Dataset excerpts on object pointing
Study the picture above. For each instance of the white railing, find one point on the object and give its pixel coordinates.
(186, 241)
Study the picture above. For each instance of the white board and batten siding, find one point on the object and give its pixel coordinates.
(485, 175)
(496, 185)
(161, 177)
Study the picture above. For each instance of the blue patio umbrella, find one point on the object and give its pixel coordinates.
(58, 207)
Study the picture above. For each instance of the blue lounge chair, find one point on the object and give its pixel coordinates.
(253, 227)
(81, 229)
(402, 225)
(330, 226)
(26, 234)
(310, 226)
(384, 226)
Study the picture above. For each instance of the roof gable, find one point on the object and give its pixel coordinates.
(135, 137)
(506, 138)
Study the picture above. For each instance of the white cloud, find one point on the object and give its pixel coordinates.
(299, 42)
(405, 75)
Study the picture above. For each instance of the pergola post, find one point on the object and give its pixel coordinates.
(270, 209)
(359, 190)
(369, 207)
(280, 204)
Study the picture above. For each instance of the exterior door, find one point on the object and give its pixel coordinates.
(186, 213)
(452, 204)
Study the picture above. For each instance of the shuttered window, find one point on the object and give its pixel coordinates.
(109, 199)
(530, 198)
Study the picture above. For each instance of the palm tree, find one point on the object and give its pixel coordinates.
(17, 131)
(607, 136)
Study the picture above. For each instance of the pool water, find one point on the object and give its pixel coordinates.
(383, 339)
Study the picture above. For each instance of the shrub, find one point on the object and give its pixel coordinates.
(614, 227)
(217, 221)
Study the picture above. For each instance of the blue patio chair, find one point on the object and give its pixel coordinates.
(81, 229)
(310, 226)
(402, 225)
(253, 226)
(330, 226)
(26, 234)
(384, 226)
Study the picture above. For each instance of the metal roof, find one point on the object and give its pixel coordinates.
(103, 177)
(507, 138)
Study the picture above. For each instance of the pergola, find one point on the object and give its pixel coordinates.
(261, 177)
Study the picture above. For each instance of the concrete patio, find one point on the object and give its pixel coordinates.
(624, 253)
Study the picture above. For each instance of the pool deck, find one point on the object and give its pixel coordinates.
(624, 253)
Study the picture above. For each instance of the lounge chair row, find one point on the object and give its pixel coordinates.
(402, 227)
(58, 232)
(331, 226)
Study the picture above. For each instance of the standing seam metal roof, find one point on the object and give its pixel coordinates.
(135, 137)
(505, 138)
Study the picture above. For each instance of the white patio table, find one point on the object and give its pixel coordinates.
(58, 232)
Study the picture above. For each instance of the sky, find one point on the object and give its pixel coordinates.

GOAL OF THE EXERCISE: Reproduce each entry word for word.

FULL SOLUTION:
Study the picture above. For each instance of the white railing, find one point on the object and give its pixel coordinates.
(186, 241)
Study the picture above. For each instance of the white board and batten siding, find one point on the object and give its pixel coordinates.
(485, 175)
(496, 185)
(161, 177)
Study the picture above. For each instance of the blue patio umbrella, find one point on the object and give its pixel coordinates.
(58, 207)
Study the picture above. For each instance of the blue lounge chair, find one point on the object and give its pixel coordinates.
(253, 227)
(81, 229)
(402, 225)
(330, 226)
(26, 234)
(310, 226)
(384, 226)
Study the picture above. For each instance of the roof gable, find one point on the object and give its pixel coordinates.
(135, 137)
(506, 138)
Study the picture above. For each instance of the white cloud, find one point on the object and give its pixel coordinates.
(299, 42)
(405, 75)
Study the picture above. For each instance of the pergola post, find one point on the object and give its pixel coordinates.
(270, 209)
(359, 190)
(369, 207)
(280, 204)
Study the picture above. For each instance of the exterior door, find one point on the object and give its pixel coordinates.
(186, 213)
(452, 204)
Study the picture above. For each instance of the shuttered window, find one point on the object and give its pixel coordinates.
(109, 199)
(530, 198)
Study the picture above. For each instance of the palm tree, find one point on the object and give its pixel coordinates.
(17, 131)
(607, 136)
Study the picture above. For each instance of the pool water, find one point on the object and give its pixel coordinates.
(383, 339)
Study the picture above. For each instance of the shrub, find one point on the object and give its pixel coordinates.
(614, 227)
(217, 221)
Study the picture above. For each instance of the blue patio chair, find one point on the object and give its pixel coordinates.
(81, 229)
(310, 226)
(402, 225)
(253, 226)
(330, 226)
(26, 234)
(384, 226)
Study the picture above. For each instance of the metal roof, find one point on the object and give its pixel coordinates.
(103, 177)
(507, 138)
Study the picture above. For each instance of the pergola, find one point on the object and give its pixel coordinates.
(261, 177)
Study the picture above. For each instance of the concrete patio, find one point on the object and give its pixel coordinates.
(624, 253)
Study the picture above. For each instance of the pool deck, find one point on the object and give its pixel coordinates.
(624, 253)
Study the picture above. For each instance of the lounge chair row, find one point on the object and give its pixel coordinates.
(402, 227)
(58, 232)
(331, 226)
Study the picture above. For each instance of the standing seam metal roof, find one point on the object and give its pixel coordinates.
(135, 137)
(505, 138)
Study the picture above. For each instance of the white patio table, find one point on the object and give its pixel coordinates.
(58, 232)
Study the picture above. For each instance of the sky, find one point on the object and give its pixel coordinates.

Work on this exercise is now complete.